## Work order
Write the next part of the personal account of a mother's insomnia diagnosis and medication, starting right after its last sentence.

##### Source passage

If you suspect you have a sleep disorder, such as insomnia, it’s quite possible you’re correct and the best way to determine it for certain is to go to a sleep disorder clinic. I promise, they don’t shove probes up your arss.
I suspected my mother had a sleep disorder and I contacted a sleep disorder clinic myself ‘to gather more information’ (←took things into my own hands because the beast was becoming a monster). It made the world of difference in her life. She was diagnosed (upon only one overnight stay) with moderate, borderline severe, insomnia. In her case, Ambien was the miracle med that solved the beast-to-monster problems. She was a brand new person, a much more well-rested person, who was seizing a better life with both hands.
However, my mother also suffered from clinical depression/borderline manic and was also taking Prozac. There was no problem with mingling the meds, the problem was an ignorant person who talked her into cold-turkey quitting her meds. Their reasoning: ‘Why take all that crap? Pull yourself up by your bootstraps.’ This person was her own father, my own grandfather.

##########
##### Given information

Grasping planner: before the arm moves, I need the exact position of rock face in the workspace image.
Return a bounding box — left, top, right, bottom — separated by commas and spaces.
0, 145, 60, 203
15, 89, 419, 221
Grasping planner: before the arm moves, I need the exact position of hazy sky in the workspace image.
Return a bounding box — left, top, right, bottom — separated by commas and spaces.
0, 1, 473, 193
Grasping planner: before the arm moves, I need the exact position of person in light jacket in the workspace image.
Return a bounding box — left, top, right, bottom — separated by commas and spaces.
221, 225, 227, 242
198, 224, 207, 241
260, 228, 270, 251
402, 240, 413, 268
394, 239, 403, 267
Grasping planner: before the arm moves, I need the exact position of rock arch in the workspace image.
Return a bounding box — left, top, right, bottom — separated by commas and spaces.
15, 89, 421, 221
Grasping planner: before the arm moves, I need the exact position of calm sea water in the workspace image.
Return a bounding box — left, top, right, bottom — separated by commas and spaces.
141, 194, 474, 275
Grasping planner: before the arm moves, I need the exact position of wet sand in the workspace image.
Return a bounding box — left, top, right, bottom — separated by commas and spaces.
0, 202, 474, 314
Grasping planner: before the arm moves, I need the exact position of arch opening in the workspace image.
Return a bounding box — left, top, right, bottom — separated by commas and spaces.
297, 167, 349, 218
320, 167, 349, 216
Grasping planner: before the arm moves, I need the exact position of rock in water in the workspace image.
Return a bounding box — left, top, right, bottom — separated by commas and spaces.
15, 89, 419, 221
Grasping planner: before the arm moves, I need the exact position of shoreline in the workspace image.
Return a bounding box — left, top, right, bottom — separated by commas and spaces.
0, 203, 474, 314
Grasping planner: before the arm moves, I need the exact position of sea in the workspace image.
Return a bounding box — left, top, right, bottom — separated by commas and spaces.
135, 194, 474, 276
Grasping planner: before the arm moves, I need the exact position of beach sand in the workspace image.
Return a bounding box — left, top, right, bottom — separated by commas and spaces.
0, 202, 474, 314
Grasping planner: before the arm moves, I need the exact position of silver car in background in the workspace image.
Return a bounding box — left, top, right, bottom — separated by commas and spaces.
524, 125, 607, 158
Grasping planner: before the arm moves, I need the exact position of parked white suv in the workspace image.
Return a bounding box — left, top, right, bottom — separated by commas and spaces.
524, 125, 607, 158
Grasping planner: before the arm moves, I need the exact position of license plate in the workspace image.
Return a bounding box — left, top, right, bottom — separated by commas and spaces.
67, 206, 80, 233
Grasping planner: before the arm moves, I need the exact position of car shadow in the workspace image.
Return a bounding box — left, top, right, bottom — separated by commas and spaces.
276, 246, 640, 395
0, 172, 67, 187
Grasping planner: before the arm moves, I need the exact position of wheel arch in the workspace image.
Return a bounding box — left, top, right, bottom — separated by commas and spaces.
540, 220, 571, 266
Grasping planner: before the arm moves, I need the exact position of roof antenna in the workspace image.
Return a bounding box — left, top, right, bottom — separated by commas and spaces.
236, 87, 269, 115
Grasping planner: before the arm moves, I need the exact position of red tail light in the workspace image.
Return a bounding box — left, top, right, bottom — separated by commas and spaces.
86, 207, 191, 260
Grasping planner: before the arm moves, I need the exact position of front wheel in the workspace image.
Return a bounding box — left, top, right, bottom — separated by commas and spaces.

##########

## Response for this exercise
This ignorant conversation between them was unbeknownst to me because she hid it well under the guise of, ‘It must be the flu, or something I ate,’ when I questioned why she was so ill one evening, as she was unable to keep from vomiting. I found her the next day, dead, and it was the most terrible thing to have happened to her, or to me. Though it’s recommended that you don’t suddenly stop taking Prozac, it was the Ambien that she shouldn’t have quit taking without the gradual-reduction protocol.
She had the rest of her life ahead of her, and because she was so impressionable—so easily influenced, which was always her hardship in life: listening to the wrong people—she died, and her death was caused by the negligent ignorance of the very man who gave her life. But for a brief moment, life was normal for her… and it was great. And I miss her more than I could ever capture properly in a black-and-white written way. What I wouldn't give or sacrifice to have her back...
Final thoughts: Get diagnosed, (and hopefully) have a well-slept good life, do your own research on your meds because this is your life and the last thing you want is to take risks with it… and you never know who else will suffer if you’re not around.